_REQUIRED WORK_:
Beginning with the first line, please return the entries exactly through the line that contains "I already know the dry", and leave out all later lines.

Extracted records:
____
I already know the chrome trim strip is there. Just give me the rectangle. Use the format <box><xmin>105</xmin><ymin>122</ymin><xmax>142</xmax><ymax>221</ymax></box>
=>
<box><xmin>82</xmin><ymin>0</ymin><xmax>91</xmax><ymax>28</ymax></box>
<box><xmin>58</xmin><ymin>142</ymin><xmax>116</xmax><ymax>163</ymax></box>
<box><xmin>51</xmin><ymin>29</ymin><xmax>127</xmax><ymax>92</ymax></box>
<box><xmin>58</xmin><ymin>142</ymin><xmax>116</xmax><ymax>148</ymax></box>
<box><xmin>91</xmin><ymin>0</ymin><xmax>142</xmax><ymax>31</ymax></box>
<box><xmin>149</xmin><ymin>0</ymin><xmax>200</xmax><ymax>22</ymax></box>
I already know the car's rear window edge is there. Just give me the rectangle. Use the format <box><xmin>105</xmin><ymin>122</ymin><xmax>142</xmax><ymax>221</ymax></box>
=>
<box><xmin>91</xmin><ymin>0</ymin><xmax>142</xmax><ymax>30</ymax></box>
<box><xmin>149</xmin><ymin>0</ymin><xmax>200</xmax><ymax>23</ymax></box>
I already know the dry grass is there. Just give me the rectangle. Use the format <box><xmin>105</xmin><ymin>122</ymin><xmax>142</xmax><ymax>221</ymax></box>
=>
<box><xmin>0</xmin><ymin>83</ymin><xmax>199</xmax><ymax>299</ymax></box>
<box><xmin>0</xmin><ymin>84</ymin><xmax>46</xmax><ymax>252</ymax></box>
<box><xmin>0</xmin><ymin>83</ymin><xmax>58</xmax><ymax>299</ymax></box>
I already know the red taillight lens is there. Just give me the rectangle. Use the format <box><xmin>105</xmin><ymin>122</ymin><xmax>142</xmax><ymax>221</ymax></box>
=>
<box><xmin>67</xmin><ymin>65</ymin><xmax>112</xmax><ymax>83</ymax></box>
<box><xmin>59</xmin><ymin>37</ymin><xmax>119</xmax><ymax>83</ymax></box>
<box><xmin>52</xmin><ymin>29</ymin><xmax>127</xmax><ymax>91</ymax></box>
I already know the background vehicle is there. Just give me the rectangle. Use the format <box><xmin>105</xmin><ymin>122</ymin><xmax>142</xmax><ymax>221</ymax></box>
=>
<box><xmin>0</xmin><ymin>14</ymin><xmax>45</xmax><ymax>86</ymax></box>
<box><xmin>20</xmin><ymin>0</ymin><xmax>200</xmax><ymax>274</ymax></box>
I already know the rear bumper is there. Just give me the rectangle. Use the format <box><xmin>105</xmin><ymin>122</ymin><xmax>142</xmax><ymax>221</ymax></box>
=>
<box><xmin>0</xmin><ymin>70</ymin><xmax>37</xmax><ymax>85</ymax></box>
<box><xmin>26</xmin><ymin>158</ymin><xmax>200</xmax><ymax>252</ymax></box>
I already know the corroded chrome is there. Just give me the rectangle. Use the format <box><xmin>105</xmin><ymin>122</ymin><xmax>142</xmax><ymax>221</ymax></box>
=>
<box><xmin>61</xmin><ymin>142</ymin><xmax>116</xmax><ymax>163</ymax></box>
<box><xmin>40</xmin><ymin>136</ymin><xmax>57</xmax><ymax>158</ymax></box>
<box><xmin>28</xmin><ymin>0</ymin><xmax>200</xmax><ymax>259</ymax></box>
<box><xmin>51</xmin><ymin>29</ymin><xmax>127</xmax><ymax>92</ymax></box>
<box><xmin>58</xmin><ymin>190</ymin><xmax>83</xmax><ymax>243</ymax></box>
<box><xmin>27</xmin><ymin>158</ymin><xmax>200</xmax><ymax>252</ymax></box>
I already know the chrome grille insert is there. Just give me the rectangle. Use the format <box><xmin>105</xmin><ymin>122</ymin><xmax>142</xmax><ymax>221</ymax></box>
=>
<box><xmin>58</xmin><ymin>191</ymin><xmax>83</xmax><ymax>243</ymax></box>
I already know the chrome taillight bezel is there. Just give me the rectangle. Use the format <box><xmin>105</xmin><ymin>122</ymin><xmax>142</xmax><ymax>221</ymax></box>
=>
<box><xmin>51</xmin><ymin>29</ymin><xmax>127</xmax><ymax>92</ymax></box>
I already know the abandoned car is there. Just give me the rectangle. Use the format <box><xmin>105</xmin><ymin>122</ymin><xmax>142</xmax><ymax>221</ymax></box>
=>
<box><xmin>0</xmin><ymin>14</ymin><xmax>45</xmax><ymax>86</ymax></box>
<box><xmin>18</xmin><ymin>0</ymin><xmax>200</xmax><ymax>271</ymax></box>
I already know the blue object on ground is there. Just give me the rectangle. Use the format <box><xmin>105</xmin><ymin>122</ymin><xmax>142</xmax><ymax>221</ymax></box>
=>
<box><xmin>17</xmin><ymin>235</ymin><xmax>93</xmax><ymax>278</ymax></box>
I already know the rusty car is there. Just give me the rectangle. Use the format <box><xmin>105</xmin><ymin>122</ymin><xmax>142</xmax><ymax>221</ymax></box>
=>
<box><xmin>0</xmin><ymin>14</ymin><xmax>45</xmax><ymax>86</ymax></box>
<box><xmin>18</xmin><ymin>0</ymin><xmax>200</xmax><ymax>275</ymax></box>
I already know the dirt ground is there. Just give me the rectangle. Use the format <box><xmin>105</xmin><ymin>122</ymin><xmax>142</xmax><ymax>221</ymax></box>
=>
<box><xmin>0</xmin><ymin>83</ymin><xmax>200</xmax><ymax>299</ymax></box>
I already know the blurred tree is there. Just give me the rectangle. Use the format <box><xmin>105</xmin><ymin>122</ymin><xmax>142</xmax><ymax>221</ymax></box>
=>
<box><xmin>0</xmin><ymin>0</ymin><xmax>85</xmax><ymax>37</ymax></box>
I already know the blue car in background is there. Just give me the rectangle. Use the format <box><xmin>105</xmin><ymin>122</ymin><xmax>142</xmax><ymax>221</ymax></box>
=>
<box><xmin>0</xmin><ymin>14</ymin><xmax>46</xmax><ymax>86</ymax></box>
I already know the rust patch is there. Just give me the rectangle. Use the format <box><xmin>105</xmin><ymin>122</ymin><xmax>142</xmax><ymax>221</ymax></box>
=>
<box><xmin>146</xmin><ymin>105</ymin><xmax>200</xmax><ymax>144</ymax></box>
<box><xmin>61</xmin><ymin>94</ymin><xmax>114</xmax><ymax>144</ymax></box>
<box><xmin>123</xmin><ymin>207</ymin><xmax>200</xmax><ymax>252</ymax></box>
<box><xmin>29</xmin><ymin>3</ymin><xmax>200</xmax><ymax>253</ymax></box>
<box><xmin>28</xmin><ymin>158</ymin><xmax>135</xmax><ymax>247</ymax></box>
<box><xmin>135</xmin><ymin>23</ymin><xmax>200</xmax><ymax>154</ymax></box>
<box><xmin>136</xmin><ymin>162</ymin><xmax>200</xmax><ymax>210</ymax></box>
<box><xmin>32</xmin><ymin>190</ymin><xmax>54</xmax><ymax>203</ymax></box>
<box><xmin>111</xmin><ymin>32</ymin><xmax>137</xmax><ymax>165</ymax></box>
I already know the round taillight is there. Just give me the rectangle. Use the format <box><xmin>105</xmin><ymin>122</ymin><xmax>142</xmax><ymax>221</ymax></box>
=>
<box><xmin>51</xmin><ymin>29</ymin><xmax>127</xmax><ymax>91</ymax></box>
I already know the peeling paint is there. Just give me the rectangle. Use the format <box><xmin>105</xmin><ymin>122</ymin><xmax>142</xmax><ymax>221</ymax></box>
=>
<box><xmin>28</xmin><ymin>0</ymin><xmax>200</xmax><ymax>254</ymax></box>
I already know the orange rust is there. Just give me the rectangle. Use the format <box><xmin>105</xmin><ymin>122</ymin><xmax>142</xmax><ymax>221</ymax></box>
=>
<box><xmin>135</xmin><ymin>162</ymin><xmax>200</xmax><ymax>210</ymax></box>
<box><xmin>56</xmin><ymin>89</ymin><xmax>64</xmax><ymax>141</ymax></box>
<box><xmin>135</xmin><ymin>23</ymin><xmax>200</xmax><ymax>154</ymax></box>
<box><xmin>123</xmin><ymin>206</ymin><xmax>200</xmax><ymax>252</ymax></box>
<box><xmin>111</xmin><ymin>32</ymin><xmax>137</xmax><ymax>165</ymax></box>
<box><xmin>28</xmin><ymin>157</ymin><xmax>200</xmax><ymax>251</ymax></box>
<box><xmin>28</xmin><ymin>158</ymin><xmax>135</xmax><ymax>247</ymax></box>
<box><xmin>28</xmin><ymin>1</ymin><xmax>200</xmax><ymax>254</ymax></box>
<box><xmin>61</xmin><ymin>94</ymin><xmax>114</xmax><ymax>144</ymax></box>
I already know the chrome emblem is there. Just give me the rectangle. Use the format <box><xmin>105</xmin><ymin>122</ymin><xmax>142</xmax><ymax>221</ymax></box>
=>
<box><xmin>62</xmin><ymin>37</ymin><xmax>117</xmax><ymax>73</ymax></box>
____
_FINAL ANSWER_:
I already know the chrome trim strip is there. Just give me the rectangle. Use the format <box><xmin>105</xmin><ymin>122</ymin><xmax>142</xmax><ymax>221</ymax></box>
=>
<box><xmin>82</xmin><ymin>0</ymin><xmax>91</xmax><ymax>28</ymax></box>
<box><xmin>58</xmin><ymin>142</ymin><xmax>116</xmax><ymax>163</ymax></box>
<box><xmin>51</xmin><ymin>29</ymin><xmax>127</xmax><ymax>92</ymax></box>
<box><xmin>58</xmin><ymin>142</ymin><xmax>116</xmax><ymax>148</ymax></box>
<box><xmin>91</xmin><ymin>0</ymin><xmax>142</xmax><ymax>31</ymax></box>
<box><xmin>149</xmin><ymin>0</ymin><xmax>200</xmax><ymax>22</ymax></box>
I already know the car's rear window edge is there. Just give me the rectangle. Use the format <box><xmin>105</xmin><ymin>122</ymin><xmax>142</xmax><ymax>221</ymax></box>
=>
<box><xmin>91</xmin><ymin>0</ymin><xmax>142</xmax><ymax>30</ymax></box>
<box><xmin>149</xmin><ymin>0</ymin><xmax>200</xmax><ymax>23</ymax></box>
I already know the dry grass is there. Just give me the rectangle. Use the format <box><xmin>105</xmin><ymin>122</ymin><xmax>142</xmax><ymax>221</ymax></box>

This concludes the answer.